> PROVIDED TEXT
==============================

I’m not crazy about guilt. It’s too often used as a manipulation tool. But in a way, the guilt I feel this season is of some relief. It has originated within me, not given to me by an outside source, and so, I am claiming it. I am claiming my grief too. Truth be told, I’m not crazy about grief either. I hope that the title “Hospice Chaplain” does not imply that I am an expert on the subject.
This day’s entanglement of the inner, the outer, the guilt, and the grief, are all sitting together with me and we are trying to work it all out.
I would be lying if I said that my work as a chaplain hasn’t caught up with me. A few times, in conversation with myself and with others, I’ve labeled my current state as “burn-out,” but that’s not what this is. I think that the souls of the past are calling to me, forcing me to take pause.
Jesus is calling me, forcing me to take pause.
for those who have suffered.
for those who have not found peace and yearn for its sweet relief.
for friends and family of mine who are struggling through many difficult trials.
for the many people who have ministered to me in their last days, though they called me chaplain.
for Jesus Christ, who suffered and died.
I feel guilty—
for not more actively seeking out those who suffer.

==============================

> USING THE INFORMATION
#1 Transcribe the part of the reflection on guilt and grief starting with "for those who have not" and going on through "called me chaplain.".
#2 In the reflection on guilt and grief, what label has the writer sometimes given to their current state?
#3 Write the next part of the reflection on guilt and grief, picking up after its final line.

==============================

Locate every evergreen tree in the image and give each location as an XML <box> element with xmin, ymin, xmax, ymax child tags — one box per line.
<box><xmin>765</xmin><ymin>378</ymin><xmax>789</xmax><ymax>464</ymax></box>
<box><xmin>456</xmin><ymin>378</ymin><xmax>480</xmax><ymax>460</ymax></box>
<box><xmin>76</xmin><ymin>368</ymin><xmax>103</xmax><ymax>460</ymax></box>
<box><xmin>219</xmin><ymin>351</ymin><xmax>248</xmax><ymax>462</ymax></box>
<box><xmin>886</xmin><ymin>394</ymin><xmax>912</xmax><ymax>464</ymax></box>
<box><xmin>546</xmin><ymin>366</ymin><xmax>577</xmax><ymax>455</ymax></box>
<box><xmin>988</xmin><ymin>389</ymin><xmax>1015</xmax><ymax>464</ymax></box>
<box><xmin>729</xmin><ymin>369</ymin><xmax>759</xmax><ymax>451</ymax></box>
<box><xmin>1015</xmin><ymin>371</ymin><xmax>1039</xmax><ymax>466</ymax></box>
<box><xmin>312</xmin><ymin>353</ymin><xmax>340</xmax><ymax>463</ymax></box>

==============================

> ANSWER LIST
#1
for those who have not found peace and yearn for its sweet relief.
for friends and family of mine who are struggling through many difficult trials.
for the many people who have ministered to me in their last days, though they called me chaplain.

#2 "Burn-out," though the writer says that is not what this is.

#3
for not being a more fervent conduit of peace.
for not being a more attentive friend.
for not feeling sustained by the ample and extravagant blessings that my congregation has given me.
for the suffering and cruel death Jesus Christ submitted to for the sake of my soul.-------
As I watch the bright candle, the lone light in the room, leave the chapel at the end of this evening’s Tenebrae service, I find the darkness overwhelming, but more meaningful than it has been before. The quietness that is present, except for the occasional rumble of the streetcar outside the stained glass windows, is heavy, but clarifying.
The darkness has come. The silence has come. I will sit with all this tonight in meditation and reflection, grieving, guilty, but very, very grateful. My soul, my soul.